Named object pointing entries:
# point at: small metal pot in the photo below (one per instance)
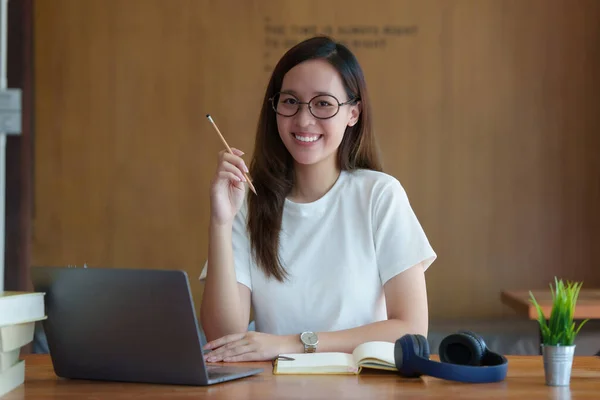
(558, 361)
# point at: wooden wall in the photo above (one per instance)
(487, 111)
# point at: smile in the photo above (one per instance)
(307, 138)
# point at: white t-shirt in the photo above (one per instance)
(338, 251)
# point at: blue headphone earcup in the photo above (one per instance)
(407, 347)
(463, 348)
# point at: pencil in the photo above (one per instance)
(231, 152)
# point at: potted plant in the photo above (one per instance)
(559, 332)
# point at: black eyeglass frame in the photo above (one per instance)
(272, 100)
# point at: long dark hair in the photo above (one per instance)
(272, 165)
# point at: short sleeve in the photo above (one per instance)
(241, 250)
(400, 241)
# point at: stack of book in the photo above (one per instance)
(19, 312)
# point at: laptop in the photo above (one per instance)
(127, 325)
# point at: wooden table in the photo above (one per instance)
(588, 303)
(525, 380)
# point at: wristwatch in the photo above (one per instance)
(310, 341)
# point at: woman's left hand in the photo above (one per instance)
(251, 346)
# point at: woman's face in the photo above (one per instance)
(311, 140)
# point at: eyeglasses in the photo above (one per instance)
(322, 106)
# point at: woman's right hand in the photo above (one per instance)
(228, 187)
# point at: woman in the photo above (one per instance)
(329, 253)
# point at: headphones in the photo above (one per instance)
(464, 358)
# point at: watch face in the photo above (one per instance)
(309, 338)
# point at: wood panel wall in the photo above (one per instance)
(487, 111)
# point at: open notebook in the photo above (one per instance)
(375, 355)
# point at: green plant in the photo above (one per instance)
(560, 329)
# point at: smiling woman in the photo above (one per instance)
(329, 252)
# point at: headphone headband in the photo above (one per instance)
(464, 358)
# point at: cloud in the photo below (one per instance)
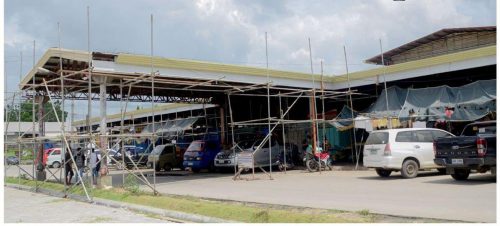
(233, 31)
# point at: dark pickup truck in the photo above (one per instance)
(475, 149)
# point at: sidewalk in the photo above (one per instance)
(20, 208)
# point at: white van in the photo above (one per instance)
(54, 158)
(407, 150)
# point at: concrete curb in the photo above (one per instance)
(181, 216)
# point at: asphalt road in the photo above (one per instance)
(28, 207)
(430, 195)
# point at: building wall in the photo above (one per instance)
(452, 43)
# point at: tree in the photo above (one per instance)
(11, 112)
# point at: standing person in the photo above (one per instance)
(68, 164)
(95, 165)
(80, 164)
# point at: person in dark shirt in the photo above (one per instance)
(68, 167)
(80, 164)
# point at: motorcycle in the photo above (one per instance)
(282, 165)
(319, 159)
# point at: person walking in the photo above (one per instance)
(68, 164)
(80, 164)
(95, 165)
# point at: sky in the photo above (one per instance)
(231, 31)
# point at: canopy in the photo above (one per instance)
(466, 103)
(343, 121)
(176, 126)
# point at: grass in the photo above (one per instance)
(26, 154)
(100, 220)
(243, 212)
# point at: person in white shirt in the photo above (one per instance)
(95, 165)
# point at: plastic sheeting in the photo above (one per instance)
(177, 126)
(466, 103)
(343, 121)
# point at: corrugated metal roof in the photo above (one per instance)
(142, 60)
(137, 113)
(427, 62)
(426, 39)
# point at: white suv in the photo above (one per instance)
(406, 150)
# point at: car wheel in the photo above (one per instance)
(442, 171)
(56, 165)
(410, 169)
(461, 174)
(383, 172)
(312, 165)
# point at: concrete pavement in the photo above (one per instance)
(430, 195)
(28, 207)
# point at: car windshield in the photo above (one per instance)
(246, 144)
(476, 129)
(158, 149)
(195, 146)
(378, 138)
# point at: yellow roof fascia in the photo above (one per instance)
(442, 59)
(141, 60)
(54, 52)
(135, 112)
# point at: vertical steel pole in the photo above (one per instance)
(121, 128)
(269, 114)
(323, 107)
(352, 110)
(283, 132)
(89, 113)
(389, 121)
(63, 118)
(33, 116)
(313, 115)
(19, 120)
(153, 140)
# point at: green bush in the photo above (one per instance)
(131, 184)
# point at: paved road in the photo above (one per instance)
(28, 207)
(429, 195)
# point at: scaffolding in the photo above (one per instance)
(80, 83)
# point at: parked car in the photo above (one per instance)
(12, 160)
(475, 149)
(261, 157)
(407, 150)
(137, 155)
(54, 157)
(201, 154)
(166, 157)
(226, 159)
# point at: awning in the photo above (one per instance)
(176, 126)
(465, 103)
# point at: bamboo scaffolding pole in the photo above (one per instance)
(89, 103)
(350, 102)
(269, 114)
(385, 84)
(153, 141)
(19, 118)
(66, 141)
(33, 118)
(63, 114)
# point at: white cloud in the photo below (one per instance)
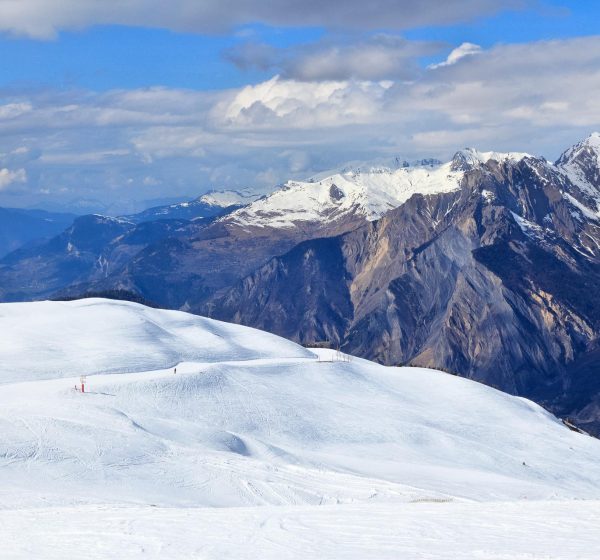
(537, 97)
(43, 19)
(375, 58)
(8, 177)
(460, 52)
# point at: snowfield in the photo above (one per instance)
(259, 448)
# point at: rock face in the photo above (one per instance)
(19, 227)
(487, 266)
(497, 282)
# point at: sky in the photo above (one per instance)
(116, 104)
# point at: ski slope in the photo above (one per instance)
(252, 421)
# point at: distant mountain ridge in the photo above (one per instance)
(497, 281)
(19, 227)
(486, 265)
(207, 205)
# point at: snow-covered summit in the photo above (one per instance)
(468, 157)
(367, 192)
(581, 165)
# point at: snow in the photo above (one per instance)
(418, 531)
(257, 447)
(475, 157)
(572, 166)
(369, 194)
(226, 198)
(530, 229)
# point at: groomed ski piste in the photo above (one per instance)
(259, 448)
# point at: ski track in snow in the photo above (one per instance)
(255, 448)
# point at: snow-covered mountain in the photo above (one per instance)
(310, 443)
(253, 419)
(227, 198)
(368, 193)
(581, 165)
(360, 190)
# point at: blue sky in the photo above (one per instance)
(108, 57)
(122, 103)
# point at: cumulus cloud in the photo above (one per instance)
(466, 49)
(44, 18)
(536, 97)
(379, 57)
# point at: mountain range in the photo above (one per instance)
(487, 266)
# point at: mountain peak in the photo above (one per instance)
(469, 157)
(581, 163)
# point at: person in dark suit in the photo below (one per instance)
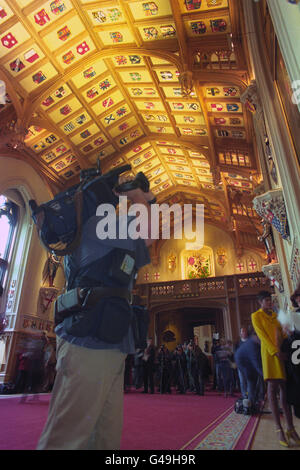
(248, 361)
(148, 360)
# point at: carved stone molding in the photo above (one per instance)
(295, 264)
(271, 207)
(273, 272)
(251, 99)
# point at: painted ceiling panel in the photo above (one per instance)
(105, 76)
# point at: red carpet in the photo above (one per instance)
(151, 422)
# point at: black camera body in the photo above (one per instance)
(140, 181)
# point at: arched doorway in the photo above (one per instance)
(176, 323)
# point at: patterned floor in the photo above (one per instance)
(226, 435)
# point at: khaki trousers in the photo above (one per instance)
(86, 407)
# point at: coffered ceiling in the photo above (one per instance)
(153, 84)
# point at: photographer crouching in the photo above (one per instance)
(86, 407)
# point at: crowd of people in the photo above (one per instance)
(186, 369)
(35, 367)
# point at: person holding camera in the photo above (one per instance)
(86, 407)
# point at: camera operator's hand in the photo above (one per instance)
(135, 195)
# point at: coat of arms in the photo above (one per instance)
(172, 262)
(221, 257)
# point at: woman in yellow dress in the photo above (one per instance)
(271, 335)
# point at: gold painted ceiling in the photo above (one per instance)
(106, 79)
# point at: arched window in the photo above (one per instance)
(8, 223)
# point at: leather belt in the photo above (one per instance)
(94, 294)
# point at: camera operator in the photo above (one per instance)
(86, 408)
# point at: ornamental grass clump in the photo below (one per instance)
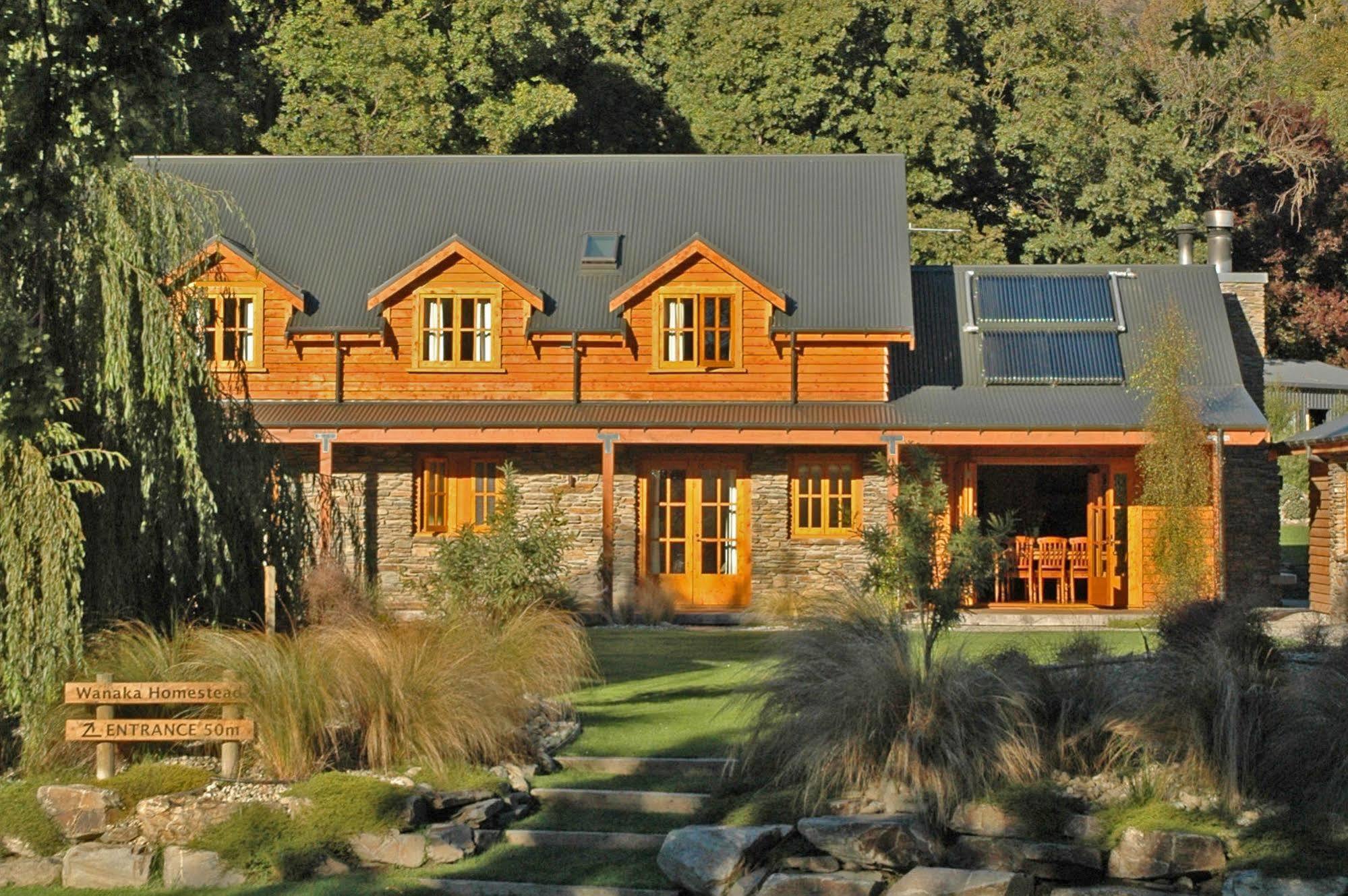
(847, 703)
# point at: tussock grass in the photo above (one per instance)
(846, 704)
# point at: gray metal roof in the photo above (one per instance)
(941, 380)
(1306, 375)
(828, 231)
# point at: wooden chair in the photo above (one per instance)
(1079, 562)
(1021, 566)
(1053, 565)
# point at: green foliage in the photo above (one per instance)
(22, 817)
(914, 562)
(1175, 462)
(507, 565)
(151, 779)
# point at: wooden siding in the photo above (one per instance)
(305, 368)
(1322, 535)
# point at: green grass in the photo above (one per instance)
(548, 866)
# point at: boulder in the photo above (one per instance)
(81, 812)
(708, 860)
(175, 820)
(1071, 863)
(104, 867)
(1165, 855)
(1252, 883)
(989, 820)
(955, 882)
(813, 864)
(873, 841)
(30, 872)
(198, 868)
(448, 844)
(481, 814)
(825, 885)
(405, 851)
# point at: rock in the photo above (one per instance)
(708, 860)
(330, 868)
(405, 851)
(198, 868)
(987, 820)
(873, 841)
(18, 847)
(1069, 863)
(1161, 855)
(813, 864)
(414, 813)
(30, 872)
(1252, 883)
(954, 882)
(175, 820)
(104, 867)
(480, 814)
(448, 844)
(445, 804)
(80, 810)
(825, 885)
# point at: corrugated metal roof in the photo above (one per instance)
(940, 380)
(829, 231)
(1308, 375)
(1005, 409)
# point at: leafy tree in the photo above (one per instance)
(1175, 461)
(917, 561)
(507, 565)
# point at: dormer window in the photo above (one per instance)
(600, 252)
(459, 328)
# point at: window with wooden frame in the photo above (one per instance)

WHAT YOU HAVE TO DO: Write out only the lines from the line containing "# point at: leather" through the end of the material above, both end lines included. Pictures are not written out.

OUTPUT OF THE EXERCISE:
# point at: leather belt in the photo above (one per instance)
(94, 294)
# point at: camera operator in the photo above (one per instance)
(86, 408)
# point at: ornamental grass clump in the photo below (one per instance)
(847, 703)
# point at: tussock grass in the photo above (one per instance)
(846, 704)
# point at: gray metal roof in the photo above (one per instance)
(941, 380)
(1306, 375)
(828, 231)
# point at: wooden chair in the photo above (one per instance)
(1079, 562)
(1021, 566)
(1053, 565)
# point at: green foliage in the photo above (one per instance)
(22, 817)
(914, 562)
(1175, 462)
(507, 565)
(151, 779)
# point at: wooden siding in the photo above (one per instance)
(305, 368)
(1322, 535)
# point at: green grass in the photo above (one per instance)
(548, 866)
# point at: boulder in the photo above (one per instance)
(81, 812)
(708, 860)
(175, 820)
(1071, 863)
(104, 867)
(1165, 855)
(1252, 883)
(989, 820)
(955, 882)
(813, 864)
(873, 841)
(30, 872)
(198, 868)
(448, 844)
(481, 814)
(825, 885)
(405, 851)
# point at: rock in the photo above (one per instance)
(708, 860)
(330, 868)
(405, 851)
(198, 868)
(987, 820)
(873, 841)
(18, 847)
(1069, 863)
(1161, 855)
(813, 864)
(414, 813)
(30, 872)
(1252, 883)
(954, 882)
(175, 820)
(104, 867)
(480, 814)
(448, 844)
(445, 804)
(80, 810)
(825, 885)
# point at: corrugated metal roof in the photo above (one per instance)
(940, 380)
(829, 231)
(1308, 375)
(1005, 409)
# point at: leafy tree in the photo above (one per instance)
(1175, 461)
(917, 561)
(507, 565)
# point at: dormer window in the photo above (one per instance)
(600, 252)
(459, 328)
# point at: window with wooden frame in the photo above (one per instance)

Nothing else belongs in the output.